PROBLEM DESCRIPTION: Gather each line in the material below that contains the word "island", and copy those lines out.

(Region annotation entries)
********
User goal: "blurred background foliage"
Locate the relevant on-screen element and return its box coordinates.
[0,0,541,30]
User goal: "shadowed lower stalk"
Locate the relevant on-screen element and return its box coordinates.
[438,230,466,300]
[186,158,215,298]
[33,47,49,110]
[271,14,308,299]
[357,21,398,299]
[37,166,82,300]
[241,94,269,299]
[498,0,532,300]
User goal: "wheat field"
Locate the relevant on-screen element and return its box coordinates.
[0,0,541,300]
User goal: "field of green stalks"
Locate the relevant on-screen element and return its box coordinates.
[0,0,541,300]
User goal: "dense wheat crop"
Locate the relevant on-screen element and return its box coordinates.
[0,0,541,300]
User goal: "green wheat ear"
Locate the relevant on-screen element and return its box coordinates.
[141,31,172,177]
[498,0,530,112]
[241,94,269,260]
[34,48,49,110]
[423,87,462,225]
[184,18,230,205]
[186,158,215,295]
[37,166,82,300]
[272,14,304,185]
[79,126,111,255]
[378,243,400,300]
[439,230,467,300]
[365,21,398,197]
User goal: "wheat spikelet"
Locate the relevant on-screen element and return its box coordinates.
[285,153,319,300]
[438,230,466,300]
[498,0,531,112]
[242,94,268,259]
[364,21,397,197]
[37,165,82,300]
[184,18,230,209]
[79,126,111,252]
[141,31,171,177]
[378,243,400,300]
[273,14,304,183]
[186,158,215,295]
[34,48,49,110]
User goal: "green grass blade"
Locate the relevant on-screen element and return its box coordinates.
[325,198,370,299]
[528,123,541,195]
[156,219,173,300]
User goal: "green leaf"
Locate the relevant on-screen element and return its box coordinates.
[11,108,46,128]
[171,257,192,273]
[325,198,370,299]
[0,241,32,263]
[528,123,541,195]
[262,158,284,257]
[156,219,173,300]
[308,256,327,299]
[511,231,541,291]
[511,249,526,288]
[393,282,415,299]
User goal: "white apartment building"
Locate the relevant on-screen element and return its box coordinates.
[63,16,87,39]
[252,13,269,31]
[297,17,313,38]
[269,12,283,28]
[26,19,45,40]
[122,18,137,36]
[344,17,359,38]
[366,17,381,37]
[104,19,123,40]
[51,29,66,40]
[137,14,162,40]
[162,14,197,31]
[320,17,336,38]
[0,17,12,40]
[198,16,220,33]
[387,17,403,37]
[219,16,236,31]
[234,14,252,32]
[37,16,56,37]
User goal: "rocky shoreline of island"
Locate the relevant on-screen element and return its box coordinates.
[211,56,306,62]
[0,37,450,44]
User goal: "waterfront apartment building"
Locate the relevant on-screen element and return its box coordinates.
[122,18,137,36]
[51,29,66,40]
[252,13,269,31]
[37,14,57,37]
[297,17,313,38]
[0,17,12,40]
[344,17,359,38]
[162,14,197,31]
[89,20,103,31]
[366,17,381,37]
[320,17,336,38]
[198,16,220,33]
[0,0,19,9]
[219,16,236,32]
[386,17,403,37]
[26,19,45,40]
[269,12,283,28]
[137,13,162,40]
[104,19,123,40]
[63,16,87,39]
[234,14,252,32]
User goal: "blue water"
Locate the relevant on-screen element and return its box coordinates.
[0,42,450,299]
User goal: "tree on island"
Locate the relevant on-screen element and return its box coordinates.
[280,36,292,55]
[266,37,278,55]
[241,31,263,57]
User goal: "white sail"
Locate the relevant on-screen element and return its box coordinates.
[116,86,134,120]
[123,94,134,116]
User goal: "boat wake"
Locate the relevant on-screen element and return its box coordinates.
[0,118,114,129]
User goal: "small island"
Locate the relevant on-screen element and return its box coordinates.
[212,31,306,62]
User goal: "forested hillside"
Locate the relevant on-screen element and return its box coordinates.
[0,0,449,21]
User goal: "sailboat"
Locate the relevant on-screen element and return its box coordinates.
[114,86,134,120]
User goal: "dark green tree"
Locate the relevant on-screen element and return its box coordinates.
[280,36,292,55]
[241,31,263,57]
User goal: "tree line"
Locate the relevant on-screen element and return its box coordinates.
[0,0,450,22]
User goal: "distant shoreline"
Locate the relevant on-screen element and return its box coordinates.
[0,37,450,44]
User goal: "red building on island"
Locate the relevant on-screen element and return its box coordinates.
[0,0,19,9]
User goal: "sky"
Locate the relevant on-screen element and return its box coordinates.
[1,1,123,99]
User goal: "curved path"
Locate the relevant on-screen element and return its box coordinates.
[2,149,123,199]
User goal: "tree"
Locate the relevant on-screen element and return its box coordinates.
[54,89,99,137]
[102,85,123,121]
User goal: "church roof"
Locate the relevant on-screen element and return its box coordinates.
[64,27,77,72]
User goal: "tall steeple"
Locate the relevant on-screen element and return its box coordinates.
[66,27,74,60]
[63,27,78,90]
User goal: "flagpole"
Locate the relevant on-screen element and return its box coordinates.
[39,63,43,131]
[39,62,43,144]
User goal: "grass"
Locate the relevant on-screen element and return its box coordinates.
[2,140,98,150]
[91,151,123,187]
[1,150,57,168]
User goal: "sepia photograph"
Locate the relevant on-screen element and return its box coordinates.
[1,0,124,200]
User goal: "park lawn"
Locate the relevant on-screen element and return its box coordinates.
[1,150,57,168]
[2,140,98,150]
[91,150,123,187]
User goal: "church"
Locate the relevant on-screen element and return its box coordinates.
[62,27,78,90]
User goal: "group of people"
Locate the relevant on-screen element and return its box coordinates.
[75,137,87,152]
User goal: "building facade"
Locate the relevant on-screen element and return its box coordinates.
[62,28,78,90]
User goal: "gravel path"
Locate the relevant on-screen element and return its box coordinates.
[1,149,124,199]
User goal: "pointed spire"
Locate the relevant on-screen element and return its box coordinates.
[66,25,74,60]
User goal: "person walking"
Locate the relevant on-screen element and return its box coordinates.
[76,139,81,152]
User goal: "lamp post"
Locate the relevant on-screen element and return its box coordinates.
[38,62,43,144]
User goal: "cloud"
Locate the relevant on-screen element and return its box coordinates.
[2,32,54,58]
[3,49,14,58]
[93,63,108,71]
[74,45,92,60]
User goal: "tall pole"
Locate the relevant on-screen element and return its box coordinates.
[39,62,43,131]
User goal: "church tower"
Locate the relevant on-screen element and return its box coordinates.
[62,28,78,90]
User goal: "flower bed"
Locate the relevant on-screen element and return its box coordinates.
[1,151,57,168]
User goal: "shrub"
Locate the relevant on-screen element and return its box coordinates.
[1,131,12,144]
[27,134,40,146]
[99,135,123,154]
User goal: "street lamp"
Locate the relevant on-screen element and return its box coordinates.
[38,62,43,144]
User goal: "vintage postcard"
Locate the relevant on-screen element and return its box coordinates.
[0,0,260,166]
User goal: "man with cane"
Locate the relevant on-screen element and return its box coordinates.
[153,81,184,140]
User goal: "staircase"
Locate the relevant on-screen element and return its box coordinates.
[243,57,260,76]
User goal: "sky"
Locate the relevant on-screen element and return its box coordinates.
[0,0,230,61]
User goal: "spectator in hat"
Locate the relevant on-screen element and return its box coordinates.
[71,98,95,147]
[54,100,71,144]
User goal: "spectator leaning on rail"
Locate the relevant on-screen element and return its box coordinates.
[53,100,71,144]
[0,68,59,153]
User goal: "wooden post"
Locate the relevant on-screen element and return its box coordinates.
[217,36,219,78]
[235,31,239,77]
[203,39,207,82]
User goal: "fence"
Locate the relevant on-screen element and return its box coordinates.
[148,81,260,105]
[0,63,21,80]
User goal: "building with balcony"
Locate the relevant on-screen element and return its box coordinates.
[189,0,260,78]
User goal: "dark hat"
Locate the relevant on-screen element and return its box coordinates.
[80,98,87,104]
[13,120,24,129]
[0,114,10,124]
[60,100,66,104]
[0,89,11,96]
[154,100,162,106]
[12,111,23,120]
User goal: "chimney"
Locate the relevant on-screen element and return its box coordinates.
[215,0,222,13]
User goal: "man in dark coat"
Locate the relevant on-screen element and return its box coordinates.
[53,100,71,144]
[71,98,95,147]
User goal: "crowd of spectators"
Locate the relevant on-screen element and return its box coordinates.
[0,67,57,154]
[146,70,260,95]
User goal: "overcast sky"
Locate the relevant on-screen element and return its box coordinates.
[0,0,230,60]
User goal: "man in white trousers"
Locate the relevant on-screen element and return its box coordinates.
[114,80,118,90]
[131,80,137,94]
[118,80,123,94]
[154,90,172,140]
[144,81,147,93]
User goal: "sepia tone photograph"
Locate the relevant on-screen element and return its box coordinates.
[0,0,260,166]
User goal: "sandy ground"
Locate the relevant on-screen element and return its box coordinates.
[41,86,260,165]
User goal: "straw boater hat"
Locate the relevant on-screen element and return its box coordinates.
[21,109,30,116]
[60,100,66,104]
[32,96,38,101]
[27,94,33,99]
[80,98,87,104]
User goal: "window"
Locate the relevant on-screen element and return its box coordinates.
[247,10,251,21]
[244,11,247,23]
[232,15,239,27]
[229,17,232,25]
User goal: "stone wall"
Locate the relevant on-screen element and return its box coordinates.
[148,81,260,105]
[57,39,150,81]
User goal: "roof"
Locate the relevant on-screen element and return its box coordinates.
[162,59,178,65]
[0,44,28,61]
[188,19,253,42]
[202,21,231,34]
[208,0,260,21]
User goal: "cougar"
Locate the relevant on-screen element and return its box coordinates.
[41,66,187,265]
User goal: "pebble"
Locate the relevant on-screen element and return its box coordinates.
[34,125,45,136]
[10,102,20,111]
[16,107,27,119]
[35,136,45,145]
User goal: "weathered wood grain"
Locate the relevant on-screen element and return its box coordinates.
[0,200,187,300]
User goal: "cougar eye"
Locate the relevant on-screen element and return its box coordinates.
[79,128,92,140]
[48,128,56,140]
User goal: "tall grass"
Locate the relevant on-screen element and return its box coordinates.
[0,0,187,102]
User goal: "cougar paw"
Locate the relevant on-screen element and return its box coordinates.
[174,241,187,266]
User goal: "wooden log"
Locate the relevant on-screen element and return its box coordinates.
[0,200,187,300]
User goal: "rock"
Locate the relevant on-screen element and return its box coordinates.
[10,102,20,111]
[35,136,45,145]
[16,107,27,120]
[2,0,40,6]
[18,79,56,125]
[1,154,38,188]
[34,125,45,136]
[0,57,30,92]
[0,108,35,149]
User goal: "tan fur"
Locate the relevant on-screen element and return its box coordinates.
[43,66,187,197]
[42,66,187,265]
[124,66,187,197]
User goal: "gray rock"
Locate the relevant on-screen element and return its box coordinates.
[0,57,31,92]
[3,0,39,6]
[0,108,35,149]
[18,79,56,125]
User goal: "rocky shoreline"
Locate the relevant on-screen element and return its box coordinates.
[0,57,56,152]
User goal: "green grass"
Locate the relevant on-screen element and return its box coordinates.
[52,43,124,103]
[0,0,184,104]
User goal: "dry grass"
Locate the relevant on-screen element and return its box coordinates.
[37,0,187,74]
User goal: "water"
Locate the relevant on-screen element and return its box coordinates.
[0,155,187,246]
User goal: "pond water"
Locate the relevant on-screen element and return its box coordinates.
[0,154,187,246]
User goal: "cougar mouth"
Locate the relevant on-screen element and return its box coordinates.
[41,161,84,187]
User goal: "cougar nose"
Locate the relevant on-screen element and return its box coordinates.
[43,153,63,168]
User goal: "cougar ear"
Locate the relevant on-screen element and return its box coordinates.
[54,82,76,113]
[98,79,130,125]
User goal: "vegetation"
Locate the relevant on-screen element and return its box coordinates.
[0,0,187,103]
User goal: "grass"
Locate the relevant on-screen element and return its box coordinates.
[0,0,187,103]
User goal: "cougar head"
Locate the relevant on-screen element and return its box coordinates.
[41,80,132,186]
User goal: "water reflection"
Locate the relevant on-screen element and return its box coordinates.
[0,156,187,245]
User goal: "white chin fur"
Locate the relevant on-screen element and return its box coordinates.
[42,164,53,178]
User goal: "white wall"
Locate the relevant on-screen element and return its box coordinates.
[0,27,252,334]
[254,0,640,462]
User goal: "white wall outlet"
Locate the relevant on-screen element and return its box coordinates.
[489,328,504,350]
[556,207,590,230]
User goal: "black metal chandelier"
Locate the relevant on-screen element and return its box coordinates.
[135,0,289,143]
********
TASK OUTPUT:
User goal: "rocky shoreline of island"
User goal: "tree on island"
User goal: "small island"
User goal: "red building on island"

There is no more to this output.